- **WHAT THE TASK ASKS**
Below are some records; retype all of them exactly.

[Natural language region descriptions]
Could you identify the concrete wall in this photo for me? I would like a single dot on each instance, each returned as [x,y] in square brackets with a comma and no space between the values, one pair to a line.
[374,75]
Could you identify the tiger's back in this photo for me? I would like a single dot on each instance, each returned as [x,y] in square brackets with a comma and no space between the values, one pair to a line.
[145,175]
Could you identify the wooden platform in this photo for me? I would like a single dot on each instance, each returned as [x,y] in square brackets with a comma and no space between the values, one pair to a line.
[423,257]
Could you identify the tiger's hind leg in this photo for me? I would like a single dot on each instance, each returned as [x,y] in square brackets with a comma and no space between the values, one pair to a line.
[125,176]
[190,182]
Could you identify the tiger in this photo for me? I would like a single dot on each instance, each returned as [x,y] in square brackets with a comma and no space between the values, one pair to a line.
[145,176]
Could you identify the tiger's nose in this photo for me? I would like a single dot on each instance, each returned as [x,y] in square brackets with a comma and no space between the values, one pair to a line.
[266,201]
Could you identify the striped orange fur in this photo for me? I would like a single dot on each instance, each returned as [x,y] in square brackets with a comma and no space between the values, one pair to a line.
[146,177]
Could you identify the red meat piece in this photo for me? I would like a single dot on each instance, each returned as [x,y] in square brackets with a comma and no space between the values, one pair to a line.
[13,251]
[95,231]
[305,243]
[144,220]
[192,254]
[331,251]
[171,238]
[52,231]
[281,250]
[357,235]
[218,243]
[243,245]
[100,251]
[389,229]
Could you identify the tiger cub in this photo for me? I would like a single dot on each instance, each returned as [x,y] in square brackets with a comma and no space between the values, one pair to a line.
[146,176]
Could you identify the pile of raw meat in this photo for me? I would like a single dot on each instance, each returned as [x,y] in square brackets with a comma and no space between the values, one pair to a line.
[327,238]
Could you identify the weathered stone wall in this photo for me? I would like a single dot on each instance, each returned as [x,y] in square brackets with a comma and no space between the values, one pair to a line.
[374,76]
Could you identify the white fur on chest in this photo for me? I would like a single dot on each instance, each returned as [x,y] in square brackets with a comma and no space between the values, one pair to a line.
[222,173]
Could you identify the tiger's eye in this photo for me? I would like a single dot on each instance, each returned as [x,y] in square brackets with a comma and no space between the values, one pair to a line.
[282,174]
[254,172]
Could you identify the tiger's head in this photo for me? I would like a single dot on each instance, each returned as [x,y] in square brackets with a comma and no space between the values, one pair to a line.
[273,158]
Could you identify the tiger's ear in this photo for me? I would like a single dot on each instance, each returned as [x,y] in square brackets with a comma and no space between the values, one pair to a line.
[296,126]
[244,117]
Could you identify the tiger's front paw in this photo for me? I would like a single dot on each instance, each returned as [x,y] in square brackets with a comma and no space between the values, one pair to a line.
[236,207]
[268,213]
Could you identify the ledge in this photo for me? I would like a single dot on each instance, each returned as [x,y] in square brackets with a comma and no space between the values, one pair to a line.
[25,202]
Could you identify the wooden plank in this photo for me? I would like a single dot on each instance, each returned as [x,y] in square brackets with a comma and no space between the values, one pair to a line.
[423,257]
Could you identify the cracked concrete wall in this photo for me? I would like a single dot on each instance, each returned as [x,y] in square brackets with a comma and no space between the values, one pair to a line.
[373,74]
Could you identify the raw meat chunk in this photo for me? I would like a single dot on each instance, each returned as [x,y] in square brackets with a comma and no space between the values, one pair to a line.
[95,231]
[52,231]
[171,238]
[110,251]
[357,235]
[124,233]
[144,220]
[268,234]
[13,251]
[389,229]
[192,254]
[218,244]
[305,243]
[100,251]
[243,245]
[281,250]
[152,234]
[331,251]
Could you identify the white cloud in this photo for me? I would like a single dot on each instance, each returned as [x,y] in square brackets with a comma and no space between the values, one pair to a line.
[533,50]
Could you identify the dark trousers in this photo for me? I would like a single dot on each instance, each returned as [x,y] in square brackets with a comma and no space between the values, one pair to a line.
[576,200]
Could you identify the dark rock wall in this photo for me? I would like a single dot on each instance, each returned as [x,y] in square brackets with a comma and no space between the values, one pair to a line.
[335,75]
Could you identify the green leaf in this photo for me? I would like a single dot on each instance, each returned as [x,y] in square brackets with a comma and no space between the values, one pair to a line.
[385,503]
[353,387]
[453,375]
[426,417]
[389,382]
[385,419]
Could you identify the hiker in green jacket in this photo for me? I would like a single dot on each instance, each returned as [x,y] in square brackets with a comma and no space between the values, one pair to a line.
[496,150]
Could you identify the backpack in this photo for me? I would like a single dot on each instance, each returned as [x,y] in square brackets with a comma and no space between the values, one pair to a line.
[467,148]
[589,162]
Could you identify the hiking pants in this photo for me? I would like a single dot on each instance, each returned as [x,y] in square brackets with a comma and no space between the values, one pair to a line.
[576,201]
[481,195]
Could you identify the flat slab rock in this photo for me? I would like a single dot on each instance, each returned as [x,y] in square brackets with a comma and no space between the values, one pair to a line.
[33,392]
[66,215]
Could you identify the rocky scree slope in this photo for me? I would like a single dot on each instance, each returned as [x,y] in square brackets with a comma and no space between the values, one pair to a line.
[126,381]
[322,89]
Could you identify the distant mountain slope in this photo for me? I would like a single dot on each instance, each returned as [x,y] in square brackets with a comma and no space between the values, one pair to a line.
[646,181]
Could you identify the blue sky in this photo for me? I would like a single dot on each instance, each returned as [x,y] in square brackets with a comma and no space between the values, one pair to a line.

- **RESPONSE AREA**
Could you identify the concrete wall in this photo for me? I would like a single dot on each instance, each returned as [x,y] in square brackets with a comma and no space between the values, one pair to a line.
[374,75]
Could you identify the tiger's back in this photo for me? I would like a single dot on each instance, each returned as [x,y] in square brackets with a comma and no space between the values, one pair to a line.
[145,175]
Could you identify the wooden platform in this photo for me? I would like a single dot on each instance, each returned as [x,y] in square brackets with a comma and no space between the values, one pair to a line.
[423,257]
Could you identify the tiger's hind leg in this photo for me? I would like a single dot on each instance, each returned as [x,y] in square brackets with a comma and no space between the values, one pair to a line.
[125,176]
[190,182]
Could you identify the tiger in this photo for me? I would like a single dot on each instance, each returned as [x,y] in square brackets with a comma and no space between the values, one pair to a line.
[145,176]
Could you identify the tiger's nose in this photo for me? I would like a single dot on each instance, each returned as [x,y] in square brackets with a comma and no space between the values, one pair to a line.
[266,201]
Could you identify the striped orange fur in this photo for me? I would like a single dot on each instance, each returned as [x,y] in square brackets with a comma and no space between the values, one pair to a line.
[146,177]
Could you identify the red meat piece in this photo for me? I would like a single dot on each instance, each returned as [x,y] in square brackets with a comma and no space between the values, one pair to a line.
[13,251]
[95,231]
[305,243]
[144,220]
[192,254]
[331,251]
[171,238]
[52,231]
[281,250]
[357,235]
[218,243]
[243,245]
[100,251]
[389,229]
Could you identify the tiger cub in this photo for me? I would like a single dot on each instance, each returned as [x,y] in square brackets with a comma and no space between the values, one pair to a line.
[146,176]
Could you identify the pile of raw meat in this photo for me? I would like a single dot on each instance, each returned as [x,y] in square brackets with a comma and no space between the values, one pair to a line.
[327,238]
Could you identify the weathered stone wall in this photo for me? I would like a single dot on each instance, each returned as [x,y] in square brackets with a comma and no space between the values, one pair to a line.
[374,76]
Could you identify the white fur on chest in this photo for me? I would like a single dot on each instance, each returned as [x,y] in square brackets with a comma and no space between the values, one pair to a line.
[222,173]
Could you identify the tiger's eye in this photo for me? I would like a single dot on each instance, each returned as [x,y] in square brackets with a comma and no space between the values, one pair to a line.
[282,174]
[254,172]
Could you identify the tiger's head in this photo for me? I would like a single dot on each instance, each returned as [x,y] in square brackets with a comma and no space between the values, one pair to a line.
[273,158]
Could you identify the tiger's ear in this photo for me? I would like a single dot on each instance, each returned as [x,y] in square brackets with a comma and no space between the values, one pair to a line.
[296,126]
[244,117]
Could you identify the tiger's front paw in this photo for me? I would like a single dot on each instance, each returned as [x,y] in square brackets with a comma and no space between the values, one pair to a line.
[236,207]
[268,213]
Could you identify the ledge in this photo for me? I would like a single dot on each instance, each returned as [x,y] in square brackets with a comma and no space between the values, one pair to a line.
[25,202]
Could you identify the wooden plank in this photo for me? I would like a single dot on each instance, each returned as [x,y] in square brackets with a comma and no space between the values, one pair to a line.
[423,257]
Could you identify the cracked concrete wall in this photo for me? I would like a single dot on each instance, each returned as [x,y] in square brackets with a comma and no space between the values, one pair to a line.
[373,74]
Could you identify the raw meat chunk in this photo for me? I would like a single dot on each instance, each returned as [x,y] in square brackets with a comma and no space between the values, one pair to a line.
[95,231]
[52,231]
[171,238]
[110,251]
[357,235]
[124,233]
[144,220]
[268,234]
[13,251]
[389,229]
[192,254]
[218,244]
[305,243]
[100,251]
[243,245]
[281,250]
[152,234]
[331,251]
Could you identify the white cloud in this photo for me? I would like a single dot on each instance, each returned as [x,y] in square brackets with a comma and no space between the values, one pair to a line.
[533,50]
Could you identify the dark trousers in this photo for me? I would like a single dot on each instance, each returned as [x,y] in square brackets with a comma and no space between the values, one pair to a line.
[576,200]
Could you identify the dark rock wall in this photo for me? I would like a single dot on each instance, each returned as [x,y] in square brackets with a comma and no space between the values, one pair to a line.
[335,75]
Could you identify the green leaf in this photo for me? I would like a single dot on each instance, each returned as [x,y] in square brackets with a comma and no space between the values, one pair to a line.
[385,503]
[353,387]
[453,375]
[426,417]
[389,382]
[385,419]
Could you identify the hiker in green jacket in this photo for me? I would like a single dot on each instance, each returned as [x,y] in square brackets with a comma and no space between the values, one pair to a line.
[496,150]
Could you identify the backpack in this photo for me? I would like a single dot on each instance, each returned as [x,y] in square brackets with a comma and no space between the values, one pair to a line.
[467,148]
[589,162]
Could you identify the hiking pants in this photo for me? I would like a single dot on each instance, each returned as [x,y] in square brackets with a comma and no space between the values, one pair to a line.
[576,201]
[481,195]
Could you identify the flat slab rock in this photo for me? I would like a single dot on each instance, each returned as [x,y] in square brackets with a comma and no space between the values, one pair to a line.
[33,392]
[66,215]
Could you identify the rocky scree slope in this photo for me? I would like a single dot on each instance, each returned as [x,y] in square brackets with a comma and no space between the values, one pair to a line.
[126,381]
[322,89]
Could you identify the distant mountain slope in this photo for me? I would like a single dot on each instance, each returned as [x,y] in square brackets with a comma and no space between the values, one pair to a line.
[646,181]
Could you identify the blue sky in this photo for me? I would like a single dot on each instance, each returned as [x,y] in square brackets with a comma and no space between the values, one pair to a line.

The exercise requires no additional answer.